_Written request_: Lay out the lines of the items below as a JSON list of strings, one string per line, with blank lines left out. Begin at the very first line and stop after the line that contains "point(659, 178)", including both of those lines.
--- Material provided ---
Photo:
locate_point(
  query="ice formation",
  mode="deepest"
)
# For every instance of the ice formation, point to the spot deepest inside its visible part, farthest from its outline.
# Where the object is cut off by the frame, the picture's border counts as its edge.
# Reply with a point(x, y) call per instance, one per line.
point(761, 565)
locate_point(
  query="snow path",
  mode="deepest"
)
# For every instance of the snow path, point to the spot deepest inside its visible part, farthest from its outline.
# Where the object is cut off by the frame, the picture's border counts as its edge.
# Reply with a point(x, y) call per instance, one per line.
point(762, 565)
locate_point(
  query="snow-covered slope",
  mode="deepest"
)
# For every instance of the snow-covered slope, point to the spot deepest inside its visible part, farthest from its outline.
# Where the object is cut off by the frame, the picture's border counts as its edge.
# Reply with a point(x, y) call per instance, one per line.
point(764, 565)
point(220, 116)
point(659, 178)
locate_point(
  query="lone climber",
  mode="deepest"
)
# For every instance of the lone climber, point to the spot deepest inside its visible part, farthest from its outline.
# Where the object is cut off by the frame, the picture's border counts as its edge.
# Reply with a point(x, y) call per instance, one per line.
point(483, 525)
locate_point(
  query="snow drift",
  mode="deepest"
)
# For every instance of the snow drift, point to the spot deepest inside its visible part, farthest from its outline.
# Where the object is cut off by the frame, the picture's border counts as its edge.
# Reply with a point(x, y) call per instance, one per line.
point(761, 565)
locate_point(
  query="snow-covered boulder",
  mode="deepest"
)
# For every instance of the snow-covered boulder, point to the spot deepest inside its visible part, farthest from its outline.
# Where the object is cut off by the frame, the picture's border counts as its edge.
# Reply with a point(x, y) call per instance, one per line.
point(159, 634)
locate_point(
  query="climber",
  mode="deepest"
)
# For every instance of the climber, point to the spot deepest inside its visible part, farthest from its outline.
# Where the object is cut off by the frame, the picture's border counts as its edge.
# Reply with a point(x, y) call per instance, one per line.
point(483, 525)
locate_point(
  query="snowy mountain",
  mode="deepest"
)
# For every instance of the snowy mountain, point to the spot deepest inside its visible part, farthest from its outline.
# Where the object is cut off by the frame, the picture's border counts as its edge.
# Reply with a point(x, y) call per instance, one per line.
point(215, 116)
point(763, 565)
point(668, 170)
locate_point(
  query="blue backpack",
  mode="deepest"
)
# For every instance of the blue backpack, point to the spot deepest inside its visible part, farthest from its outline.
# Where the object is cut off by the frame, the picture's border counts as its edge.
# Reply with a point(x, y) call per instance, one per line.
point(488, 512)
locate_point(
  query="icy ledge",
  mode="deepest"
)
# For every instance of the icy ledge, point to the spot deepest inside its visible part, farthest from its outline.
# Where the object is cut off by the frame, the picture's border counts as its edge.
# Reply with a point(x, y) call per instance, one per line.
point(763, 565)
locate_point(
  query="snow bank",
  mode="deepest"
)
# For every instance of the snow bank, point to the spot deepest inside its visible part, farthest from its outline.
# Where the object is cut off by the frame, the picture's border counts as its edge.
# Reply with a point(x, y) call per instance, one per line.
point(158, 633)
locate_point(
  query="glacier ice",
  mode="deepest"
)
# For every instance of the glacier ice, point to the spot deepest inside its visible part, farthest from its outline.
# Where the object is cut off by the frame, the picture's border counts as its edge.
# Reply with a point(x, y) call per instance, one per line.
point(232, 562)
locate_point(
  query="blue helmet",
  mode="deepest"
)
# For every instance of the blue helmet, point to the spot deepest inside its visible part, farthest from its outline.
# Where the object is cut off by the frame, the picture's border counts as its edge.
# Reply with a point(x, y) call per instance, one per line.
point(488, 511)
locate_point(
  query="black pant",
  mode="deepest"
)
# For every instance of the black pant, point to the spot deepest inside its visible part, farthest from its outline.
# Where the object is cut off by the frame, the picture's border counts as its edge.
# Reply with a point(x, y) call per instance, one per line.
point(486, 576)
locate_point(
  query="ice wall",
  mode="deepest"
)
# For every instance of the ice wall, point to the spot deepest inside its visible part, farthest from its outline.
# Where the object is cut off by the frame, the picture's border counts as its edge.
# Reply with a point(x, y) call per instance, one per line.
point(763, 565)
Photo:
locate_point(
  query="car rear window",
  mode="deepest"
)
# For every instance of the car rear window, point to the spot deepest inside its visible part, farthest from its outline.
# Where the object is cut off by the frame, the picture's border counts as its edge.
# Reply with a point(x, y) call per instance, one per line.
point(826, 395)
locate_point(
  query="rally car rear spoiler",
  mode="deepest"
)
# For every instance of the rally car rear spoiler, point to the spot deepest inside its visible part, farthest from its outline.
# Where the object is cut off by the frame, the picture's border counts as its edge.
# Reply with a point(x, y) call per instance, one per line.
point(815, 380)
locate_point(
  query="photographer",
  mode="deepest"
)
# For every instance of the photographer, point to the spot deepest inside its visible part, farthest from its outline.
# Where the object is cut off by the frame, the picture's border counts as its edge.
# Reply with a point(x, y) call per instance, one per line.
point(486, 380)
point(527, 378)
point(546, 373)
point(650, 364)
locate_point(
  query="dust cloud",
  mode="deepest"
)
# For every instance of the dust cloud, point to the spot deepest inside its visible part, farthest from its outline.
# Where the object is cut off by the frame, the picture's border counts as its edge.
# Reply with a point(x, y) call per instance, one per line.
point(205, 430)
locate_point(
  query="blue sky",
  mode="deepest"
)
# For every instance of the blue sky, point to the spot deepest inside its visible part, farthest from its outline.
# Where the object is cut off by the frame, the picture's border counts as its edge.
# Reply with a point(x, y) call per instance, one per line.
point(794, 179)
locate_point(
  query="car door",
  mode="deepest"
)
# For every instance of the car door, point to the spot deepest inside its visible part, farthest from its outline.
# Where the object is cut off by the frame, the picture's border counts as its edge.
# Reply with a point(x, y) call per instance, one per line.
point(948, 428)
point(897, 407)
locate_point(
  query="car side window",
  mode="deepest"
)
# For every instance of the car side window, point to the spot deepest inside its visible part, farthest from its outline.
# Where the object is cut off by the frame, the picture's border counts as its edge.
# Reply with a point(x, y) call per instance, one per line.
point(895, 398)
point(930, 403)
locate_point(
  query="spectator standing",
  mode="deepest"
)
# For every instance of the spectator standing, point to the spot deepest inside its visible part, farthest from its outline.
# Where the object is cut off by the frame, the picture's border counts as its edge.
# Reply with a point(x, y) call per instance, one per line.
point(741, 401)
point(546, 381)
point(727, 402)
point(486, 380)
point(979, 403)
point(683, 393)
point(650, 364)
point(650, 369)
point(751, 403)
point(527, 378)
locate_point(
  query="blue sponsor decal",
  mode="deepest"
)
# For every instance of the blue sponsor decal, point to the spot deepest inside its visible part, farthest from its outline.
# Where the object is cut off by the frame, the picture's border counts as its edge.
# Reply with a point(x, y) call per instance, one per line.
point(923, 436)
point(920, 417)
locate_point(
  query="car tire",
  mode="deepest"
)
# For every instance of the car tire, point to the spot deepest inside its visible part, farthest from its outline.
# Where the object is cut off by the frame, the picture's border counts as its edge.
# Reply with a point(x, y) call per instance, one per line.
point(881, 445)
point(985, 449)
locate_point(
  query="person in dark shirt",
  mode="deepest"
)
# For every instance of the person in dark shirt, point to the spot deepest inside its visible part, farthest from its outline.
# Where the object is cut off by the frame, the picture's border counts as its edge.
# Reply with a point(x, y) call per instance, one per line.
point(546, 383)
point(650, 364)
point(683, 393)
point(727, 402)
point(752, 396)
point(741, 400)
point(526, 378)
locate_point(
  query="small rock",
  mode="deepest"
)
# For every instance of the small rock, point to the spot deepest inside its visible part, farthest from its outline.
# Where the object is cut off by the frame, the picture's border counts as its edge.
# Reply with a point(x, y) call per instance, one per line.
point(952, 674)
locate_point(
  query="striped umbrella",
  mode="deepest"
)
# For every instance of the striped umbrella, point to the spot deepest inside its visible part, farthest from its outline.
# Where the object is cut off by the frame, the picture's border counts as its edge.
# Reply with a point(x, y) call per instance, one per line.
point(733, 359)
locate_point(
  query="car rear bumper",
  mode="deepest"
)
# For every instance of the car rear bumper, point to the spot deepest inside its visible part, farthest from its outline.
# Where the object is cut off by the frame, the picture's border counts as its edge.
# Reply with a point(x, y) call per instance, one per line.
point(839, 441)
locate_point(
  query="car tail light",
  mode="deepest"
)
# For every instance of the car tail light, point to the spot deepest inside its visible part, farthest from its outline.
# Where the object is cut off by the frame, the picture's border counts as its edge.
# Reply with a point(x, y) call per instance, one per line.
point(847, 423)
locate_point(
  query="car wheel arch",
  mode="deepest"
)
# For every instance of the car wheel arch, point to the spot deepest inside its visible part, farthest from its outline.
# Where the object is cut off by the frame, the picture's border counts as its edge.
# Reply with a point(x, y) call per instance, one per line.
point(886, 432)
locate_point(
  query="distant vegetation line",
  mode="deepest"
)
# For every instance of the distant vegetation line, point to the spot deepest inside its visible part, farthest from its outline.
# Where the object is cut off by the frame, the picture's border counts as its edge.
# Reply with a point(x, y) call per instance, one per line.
---
_Output of the task_:
[
  "Photo:",
  "locate_point(",
  "  query=\"ice formation\",",
  "  mode=\"deepest\"",
  ")",
  "# For every instance of the ice formation, point to the spot deepest inside its visible part, farthest from its outline.",
  "# Where the object is cut off by the frame, the picture's border counts as its edge.",
  "# Reply with a point(x, y) call per instance, one per line.",
  "point(761, 565)",
  "locate_point(",
  "  query=\"snow path\",",
  "  mode=\"deepest\"",
  ")",
  "# For every instance of the snow path, point to the spot deepest inside its visible part, farthest from its outline.",
  "# Where the object is cut off by the frame, the picture's border counts as its edge.",
  "# Reply with a point(x, y) call per instance, one per line.",
  "point(762, 565)",
  "locate_point(",
  "  query=\"snow-covered slope\",",
  "  mode=\"deepest\"",
  ")",
  "# For every instance of the snow-covered slope, point to the spot deepest inside its visible part, farthest from its outline.",
  "# Where the object is cut off by the frame, the picture's border counts as its edge.",
  "# Reply with a point(x, y) call per instance, one per line.",
  "point(764, 565)",
  "point(220, 116)",
  "point(659, 178)"
]